▶ AIM OF THE TASK
Please pick out every line in the data below that contains the word "dark", and copy each of those lines.

_ _ _ _ _

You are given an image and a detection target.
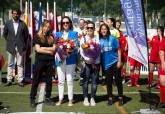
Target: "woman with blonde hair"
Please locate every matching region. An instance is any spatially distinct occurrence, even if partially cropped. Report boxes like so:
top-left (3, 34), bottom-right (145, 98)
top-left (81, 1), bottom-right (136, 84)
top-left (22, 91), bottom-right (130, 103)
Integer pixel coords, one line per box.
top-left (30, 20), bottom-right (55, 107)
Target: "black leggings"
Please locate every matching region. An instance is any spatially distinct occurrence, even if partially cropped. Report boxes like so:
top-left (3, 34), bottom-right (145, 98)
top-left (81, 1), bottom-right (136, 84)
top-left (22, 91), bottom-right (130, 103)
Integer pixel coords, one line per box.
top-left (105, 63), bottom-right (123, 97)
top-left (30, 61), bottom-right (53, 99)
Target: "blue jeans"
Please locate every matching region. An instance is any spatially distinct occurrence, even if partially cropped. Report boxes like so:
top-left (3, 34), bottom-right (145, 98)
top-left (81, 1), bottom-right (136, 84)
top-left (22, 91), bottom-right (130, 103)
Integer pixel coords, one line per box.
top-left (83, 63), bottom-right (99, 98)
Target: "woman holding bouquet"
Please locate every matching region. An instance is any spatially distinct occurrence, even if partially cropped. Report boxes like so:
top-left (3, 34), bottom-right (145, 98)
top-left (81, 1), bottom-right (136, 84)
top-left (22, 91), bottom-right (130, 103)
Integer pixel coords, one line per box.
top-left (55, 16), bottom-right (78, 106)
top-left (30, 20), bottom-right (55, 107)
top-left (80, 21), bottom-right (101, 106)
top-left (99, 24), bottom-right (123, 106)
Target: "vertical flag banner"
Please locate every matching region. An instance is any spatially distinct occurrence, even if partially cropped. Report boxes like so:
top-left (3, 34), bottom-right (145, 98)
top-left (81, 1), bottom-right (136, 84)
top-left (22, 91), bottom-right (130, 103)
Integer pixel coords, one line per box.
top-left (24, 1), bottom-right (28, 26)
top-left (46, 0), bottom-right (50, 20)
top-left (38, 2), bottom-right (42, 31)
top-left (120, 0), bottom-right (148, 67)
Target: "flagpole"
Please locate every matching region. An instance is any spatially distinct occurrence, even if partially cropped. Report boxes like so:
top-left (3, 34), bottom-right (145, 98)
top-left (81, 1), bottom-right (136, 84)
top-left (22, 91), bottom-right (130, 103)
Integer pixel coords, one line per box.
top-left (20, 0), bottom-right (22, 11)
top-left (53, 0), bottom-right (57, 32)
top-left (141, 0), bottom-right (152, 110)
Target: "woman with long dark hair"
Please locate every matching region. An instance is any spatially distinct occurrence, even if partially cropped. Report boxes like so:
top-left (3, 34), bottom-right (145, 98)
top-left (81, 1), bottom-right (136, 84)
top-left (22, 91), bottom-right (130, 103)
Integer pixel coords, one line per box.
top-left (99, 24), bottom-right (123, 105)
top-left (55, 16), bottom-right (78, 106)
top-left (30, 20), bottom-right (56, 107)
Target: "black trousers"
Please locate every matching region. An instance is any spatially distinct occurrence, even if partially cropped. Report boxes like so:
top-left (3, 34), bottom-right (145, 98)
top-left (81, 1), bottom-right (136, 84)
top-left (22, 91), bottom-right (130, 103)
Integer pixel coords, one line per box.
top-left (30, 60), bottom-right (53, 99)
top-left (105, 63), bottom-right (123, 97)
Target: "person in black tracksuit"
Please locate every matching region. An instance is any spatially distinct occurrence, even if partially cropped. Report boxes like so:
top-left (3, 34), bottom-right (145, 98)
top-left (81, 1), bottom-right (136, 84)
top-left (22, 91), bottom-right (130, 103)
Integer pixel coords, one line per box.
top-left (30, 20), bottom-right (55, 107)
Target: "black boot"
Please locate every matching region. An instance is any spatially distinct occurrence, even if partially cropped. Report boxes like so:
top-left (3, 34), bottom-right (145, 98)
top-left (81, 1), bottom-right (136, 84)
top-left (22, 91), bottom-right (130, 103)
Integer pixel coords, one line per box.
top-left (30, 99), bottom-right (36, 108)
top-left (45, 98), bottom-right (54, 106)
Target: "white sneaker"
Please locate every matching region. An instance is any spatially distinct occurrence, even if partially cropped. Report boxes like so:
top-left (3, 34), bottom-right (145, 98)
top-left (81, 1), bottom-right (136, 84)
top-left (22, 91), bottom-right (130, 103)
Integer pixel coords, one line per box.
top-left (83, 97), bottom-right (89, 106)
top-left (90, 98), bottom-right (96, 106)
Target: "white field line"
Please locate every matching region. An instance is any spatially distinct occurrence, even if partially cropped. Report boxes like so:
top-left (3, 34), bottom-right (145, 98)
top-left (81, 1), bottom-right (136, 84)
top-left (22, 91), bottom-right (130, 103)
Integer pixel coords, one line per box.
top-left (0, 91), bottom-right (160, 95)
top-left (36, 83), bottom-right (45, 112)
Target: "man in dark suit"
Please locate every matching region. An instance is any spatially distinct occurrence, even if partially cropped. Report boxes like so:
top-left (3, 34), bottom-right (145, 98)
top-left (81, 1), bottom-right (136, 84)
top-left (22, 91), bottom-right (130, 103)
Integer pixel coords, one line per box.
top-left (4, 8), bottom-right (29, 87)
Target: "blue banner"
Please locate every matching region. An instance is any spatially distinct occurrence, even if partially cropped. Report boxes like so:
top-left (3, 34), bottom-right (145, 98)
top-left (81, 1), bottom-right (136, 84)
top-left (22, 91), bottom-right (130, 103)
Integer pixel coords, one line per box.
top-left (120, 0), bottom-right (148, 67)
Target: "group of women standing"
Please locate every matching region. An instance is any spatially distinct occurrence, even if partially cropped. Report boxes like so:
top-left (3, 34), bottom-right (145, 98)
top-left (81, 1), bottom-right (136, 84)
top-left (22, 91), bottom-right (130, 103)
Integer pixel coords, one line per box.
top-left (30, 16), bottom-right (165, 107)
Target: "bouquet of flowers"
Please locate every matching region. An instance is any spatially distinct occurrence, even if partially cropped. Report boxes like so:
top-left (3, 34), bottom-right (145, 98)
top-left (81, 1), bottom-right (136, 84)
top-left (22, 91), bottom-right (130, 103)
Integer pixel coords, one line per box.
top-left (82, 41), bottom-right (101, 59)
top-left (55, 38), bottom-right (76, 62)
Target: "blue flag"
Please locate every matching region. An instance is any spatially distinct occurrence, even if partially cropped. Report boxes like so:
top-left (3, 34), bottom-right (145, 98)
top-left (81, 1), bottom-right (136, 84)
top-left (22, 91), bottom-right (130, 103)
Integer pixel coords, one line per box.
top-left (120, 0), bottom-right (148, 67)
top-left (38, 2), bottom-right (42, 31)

_ _ _ _ _

▶ FINAL ANSWER
Target: "woman with long dark hair"
Target: "man in dark suit"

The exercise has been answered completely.